Segment Start: STORED DATA
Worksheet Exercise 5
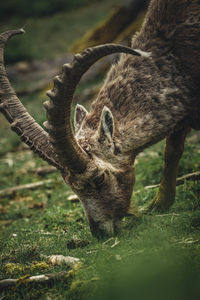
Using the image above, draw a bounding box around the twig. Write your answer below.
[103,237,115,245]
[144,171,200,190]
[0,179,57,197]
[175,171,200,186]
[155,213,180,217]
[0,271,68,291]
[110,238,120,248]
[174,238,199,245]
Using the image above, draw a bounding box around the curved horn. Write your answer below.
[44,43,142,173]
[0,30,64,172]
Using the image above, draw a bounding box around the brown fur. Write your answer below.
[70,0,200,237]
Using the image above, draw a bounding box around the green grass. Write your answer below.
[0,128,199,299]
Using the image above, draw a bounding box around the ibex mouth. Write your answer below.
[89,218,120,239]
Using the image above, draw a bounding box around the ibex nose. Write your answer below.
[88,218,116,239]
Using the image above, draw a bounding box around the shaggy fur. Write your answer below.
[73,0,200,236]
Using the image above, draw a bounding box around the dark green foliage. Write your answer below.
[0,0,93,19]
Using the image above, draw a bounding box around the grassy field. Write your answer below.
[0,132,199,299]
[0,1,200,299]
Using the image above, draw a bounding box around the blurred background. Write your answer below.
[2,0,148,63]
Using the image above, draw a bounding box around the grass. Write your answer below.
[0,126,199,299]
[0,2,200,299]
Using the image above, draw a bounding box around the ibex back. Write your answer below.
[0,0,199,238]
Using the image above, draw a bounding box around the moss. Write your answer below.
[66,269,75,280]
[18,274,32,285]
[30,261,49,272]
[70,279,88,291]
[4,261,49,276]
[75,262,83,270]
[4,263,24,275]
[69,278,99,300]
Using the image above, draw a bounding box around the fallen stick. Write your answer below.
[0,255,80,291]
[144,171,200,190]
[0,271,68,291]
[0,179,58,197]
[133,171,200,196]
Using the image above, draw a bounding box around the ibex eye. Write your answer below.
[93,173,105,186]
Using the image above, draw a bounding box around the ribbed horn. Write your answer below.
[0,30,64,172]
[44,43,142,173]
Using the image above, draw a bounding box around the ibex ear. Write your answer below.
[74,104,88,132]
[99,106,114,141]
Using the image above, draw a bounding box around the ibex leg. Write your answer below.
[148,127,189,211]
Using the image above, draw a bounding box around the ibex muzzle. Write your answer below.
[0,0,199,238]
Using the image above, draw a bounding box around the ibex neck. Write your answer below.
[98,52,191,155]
Segment End: STORED DATA
▶ TASK GOAL
The records above must be repeated exactly, minus their pictures.

▶ SOLUTION TO THE PROBLEM
Worksheet Exercise 5
Using the image above, draw a bounding box around the twig. Write your answer below.
[103,237,115,245]
[144,171,200,190]
[0,179,57,197]
[175,171,200,186]
[155,213,180,217]
[0,271,68,291]
[110,238,120,248]
[174,238,199,245]
Using the image above, draw a bounding box around the curved horn. Write your answer below.
[44,43,142,173]
[0,30,64,172]
Using the image above, draw a bounding box around the brown fur. Write your answer below.
[70,0,200,237]
Using the image above, draw a bounding box around the green grass. Write your answer below.
[0,128,199,299]
Using the image above, draw a bounding box around the ibex mouth. Write your answer below.
[89,218,120,239]
Using the image above, draw a bounding box around the ibex nose. Write your answer below.
[88,218,116,239]
Using the image above, draw a bounding box around the shaggy fur. Write your answer below.
[73,0,200,236]
Using the image above, draw a bounding box around the dark green foliage. Write your answer below.
[0,0,93,19]
Using the image above, draw a bounding box around the grassy field. Write your answer below.
[0,132,199,299]
[0,1,200,299]
Using the image above, draw a bounding box around the blurred background. Write your answer below.
[2,0,148,63]
Using the image above, draw a bounding box around the grass. Write your answer below.
[0,126,199,299]
[0,2,200,299]
Using the image above, draw a bounding box around the ibex back. Write your answer below.
[0,0,199,238]
Using the image above, draw a bounding box around the moss. Write your answer below.
[66,269,75,280]
[18,274,32,285]
[30,261,49,272]
[70,279,88,291]
[4,261,49,276]
[75,262,83,270]
[4,263,24,275]
[69,278,99,300]
Using the image above, draw a bounding box around the fallen stick. Write your answer below.
[0,255,80,291]
[144,171,200,190]
[0,271,68,291]
[0,179,58,197]
[133,171,200,196]
Using the image above, draw a bounding box around the ibex eye. Write your answer below.
[93,173,105,186]
Using the image above, draw a bounding box around the ribbed horn. Write your answer below.
[0,30,64,172]
[44,43,142,173]
Using the image above, draw a bounding box around the ibex ear. Write your answer below.
[74,104,88,132]
[99,106,114,141]
Using the image above, draw a bounding box around the ibex leg. Write your answer below.
[148,127,189,211]
Using the image above, draw a bounding box around the ibex muzzle. Write your answer below.
[0,0,199,238]
Using the image above, draw a bounding box around the ibex neck. Write your answer below.
[98,52,191,155]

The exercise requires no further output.